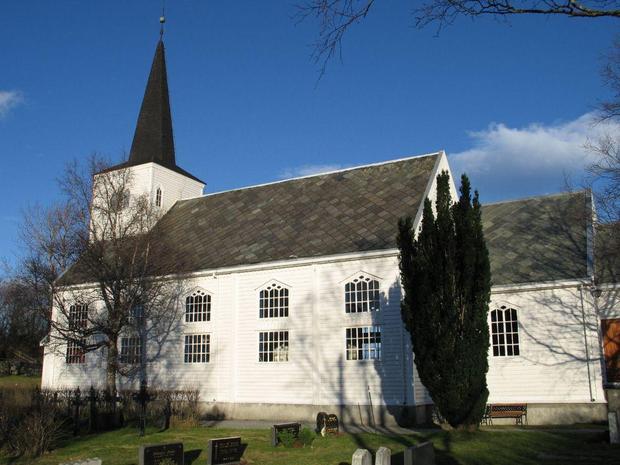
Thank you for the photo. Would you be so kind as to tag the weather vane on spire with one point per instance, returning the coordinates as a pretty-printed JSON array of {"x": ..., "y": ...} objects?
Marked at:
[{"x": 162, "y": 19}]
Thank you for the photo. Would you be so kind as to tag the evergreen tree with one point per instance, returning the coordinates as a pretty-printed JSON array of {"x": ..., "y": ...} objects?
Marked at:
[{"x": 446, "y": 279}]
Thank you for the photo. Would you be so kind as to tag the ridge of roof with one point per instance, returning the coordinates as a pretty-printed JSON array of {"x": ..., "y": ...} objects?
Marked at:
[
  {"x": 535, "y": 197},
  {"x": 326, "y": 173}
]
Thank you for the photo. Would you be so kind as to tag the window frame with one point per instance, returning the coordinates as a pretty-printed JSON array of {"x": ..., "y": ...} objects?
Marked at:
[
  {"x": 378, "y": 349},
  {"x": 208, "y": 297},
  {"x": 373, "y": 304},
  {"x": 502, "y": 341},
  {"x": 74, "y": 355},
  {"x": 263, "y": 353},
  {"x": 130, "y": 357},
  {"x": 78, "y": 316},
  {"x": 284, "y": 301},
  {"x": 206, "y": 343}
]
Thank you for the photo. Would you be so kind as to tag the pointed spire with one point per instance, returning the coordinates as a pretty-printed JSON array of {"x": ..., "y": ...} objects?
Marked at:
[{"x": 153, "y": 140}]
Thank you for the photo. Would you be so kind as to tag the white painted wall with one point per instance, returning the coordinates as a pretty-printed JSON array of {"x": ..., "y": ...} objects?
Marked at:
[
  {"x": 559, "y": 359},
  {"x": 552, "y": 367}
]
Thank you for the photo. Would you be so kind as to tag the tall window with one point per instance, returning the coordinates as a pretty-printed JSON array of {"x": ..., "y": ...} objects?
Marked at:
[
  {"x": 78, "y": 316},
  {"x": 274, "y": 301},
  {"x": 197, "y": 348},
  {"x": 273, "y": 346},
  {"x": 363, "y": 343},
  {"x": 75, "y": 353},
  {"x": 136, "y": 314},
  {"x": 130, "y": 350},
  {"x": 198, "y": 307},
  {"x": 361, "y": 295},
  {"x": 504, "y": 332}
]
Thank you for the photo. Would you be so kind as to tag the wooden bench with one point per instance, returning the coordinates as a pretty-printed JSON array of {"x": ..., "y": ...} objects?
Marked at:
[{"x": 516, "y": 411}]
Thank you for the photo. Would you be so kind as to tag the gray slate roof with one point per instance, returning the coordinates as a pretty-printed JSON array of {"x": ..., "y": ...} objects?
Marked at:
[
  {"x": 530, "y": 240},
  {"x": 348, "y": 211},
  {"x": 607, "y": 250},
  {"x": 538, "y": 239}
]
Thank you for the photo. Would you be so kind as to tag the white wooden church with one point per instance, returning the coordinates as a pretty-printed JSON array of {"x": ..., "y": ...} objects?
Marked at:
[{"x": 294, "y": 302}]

Written task. Starting with the line that contains "the white wooden" and going on through the end of the records, reproduce every line, requests included, but increase each coordinate value in the answers by 86.

Response below.
Thank you for the photo. Would you be so kind as to tag the white wooden church with one point per instance, returning the coordinates as a pretty-printed JSON array of {"x": ..., "y": ...} objects?
Marked at:
[{"x": 380, "y": 388}]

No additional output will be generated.